-------- ФРАГМЕНТ ТЕКСТА --------
Академия Жуковского возмутилась. Устроено было публичное осуждение повести. Гнев академического начальства вызвали и изображение бытовых условий жизни военных, и самый сюжет повести — неудача испытаний! — и даже факт ее публикации в «Новом мире», который давно уже стоял у начальства поперек горла. Какое право имел профессор академии опубликовать такую «очернительскую» вещь? «Где вы видели пьяного офицера?» — кричал на автора замполит.
Вся эта история, в несколько преображенном виде, получила литературное воплощение в небольшом рассказе «Без улыбок».
Героиня рассказа, которую «подхватил железный поток проработки», сидит в Большом зале Совета, слушает, как один из выступающих кричит: «Она, она…» — и думает: «Про меня до сих пор никто не говорил „она“. Говорили „М.М.“ или, чаще, „уважаемая М.М.“, или, еще чаще, „наша уважаемая М.М.“ Откуда им знать, как себя чувствует женщина, про которую говорят, про которую кричат просто „она“, словно ее вывели для телесного наказания на площадь перед кабаком… Может быть, никто из них не понимает?»
Отметим, и не только для феминисток, что М.М., «Она» — единственная женщина в зале.
Потом М.М. размышляет: «Сколько я помню, мне всегда сопутствовал Успех… Еще бы: женщина-ученый, автор трудов, переведена на языки, и прочая, и прочая… (И позже): Коварная вещь, этот успех. Он одаряет, он же и грабит. Смотришь — ты уже нищий. Хотела ли бы я, чтобы он ко мне вернулся? Нет. Прежним я его уже не приму».
Проработка закончилась благополучно для героини и в рассказе, и в жизни. Нам неизвестно, что сделала М.М., когда все снова стали ей улыбаться, но Елена Сергеевна Вентцель — она же И.Грекова — подала заявление об уходе из академии. И стала преподавать математику в Московском институте инженеров железнодорожного транспорта.
Рассказ «Без улыбок», написанный в 1975 году, тоже пролежал в столе 11 лет, пока его не напечатал тот же «Октябрь» (1986). За это время И.Грекова опубликовала более десяти рассказов и повестей, в том числе такие замечательные, как «Вдовий пароход», «Перелом», «Фазан», «Скрипка Ротшильда»…
А заветный роман лежал без движения и не появился даже в перестройку. Продолжалось табу?
Не думаю. Документальные и мемуарные книги о времени, которое, по удачному определению Раисы Орловой, так и осталось непрошедшим, стали выходить почти беспрепятственно. О деле врачей, о деле Еврейского антифашистского комитета, об убийстве Михоэлса… Какое уж тут табу! Но… но…
Документы, с большим или меньшим трудом, извлекаются из архивов. Документы есть документы. В очередной раз пересматривается история, «та самая, которая — ни столько, но полстолько не соврет». Помните песенку?
А признание, подписанное подследственным, — документ? Документ. И мы будем ему верить или поостережемся? Это, конечно, крайний случай. Хотя и тут бывало по-разному.
Должна ли художественная литература дожидаться, пока все уложится, определится, прояснится и все документы будут обработаны и оценены по достоинству? Философия в Средние века считалась прислужницей богословия — не больше и не меньше. Должна ли литература принять статус прислужницы истории? Пусть даже с правом ее толкования, поскольку сегодня на дворе гласность?
-------- ИСХОДНЫЕ ДАННЫЕ --------
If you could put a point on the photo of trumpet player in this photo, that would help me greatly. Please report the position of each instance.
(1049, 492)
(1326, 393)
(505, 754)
--------
### [ЗАДАНИЯ]
1. В каком году, согласно фрагменту текста, был написан рассказ «Без улыбок»?
2. Определите, согласуются ли с фрагментом текста следующие утверждения, и подтвердите каждый ответ точной цитатой: (a) рассказ «Без улыбок» напечатал журнал «Октябрь» в 1986 году; (b) после проработки Елена Сергеевна Вентцель осталась работать в академии; (c) М.М. была единственной женщиной в зале.
3. Выведите без изменений часть фрагмента текста между словами «Проработка закончилась благополучно» и «перестройку. Продолжалось табу?» включительно.

### [ОТВЕТЫ]
1. В 1975 году.

2.
(a) Да: «пока его не напечатал тот же „Октябрь“ (1986)».
(b) Нет: «подала заявление об уходе из академии».
(c) Да: «М.М., „Она“ — единственная женщина в зале».

3.
Проработка закончилась благополучно для героини и в рассказе, и в жизни. Нам неизвестно, что сделала М.М., когда все снова стали ей улыбаться, но Елена Сергеевна Вентцель — она же И.Грекова — подала заявление об уходе из академии. И стала преподавать математику в Московском институте инженеров железнодорожного транспорта.
Рассказ «Без улыбок», написанный в 1975 году, тоже пролежал в столе 11 лет, пока его не напечатал тот же «Октябрь» (1986). За это время И.Грекова опубликовала более десяти рассказов и повестей, в том числе такие замечательные, как «Вдовий пароход», «Перелом», «Фазан», «Скрипка Ротшильда»…
А заветный роман лежал без движения и не появился даже в перестройку. Продолжалось табу?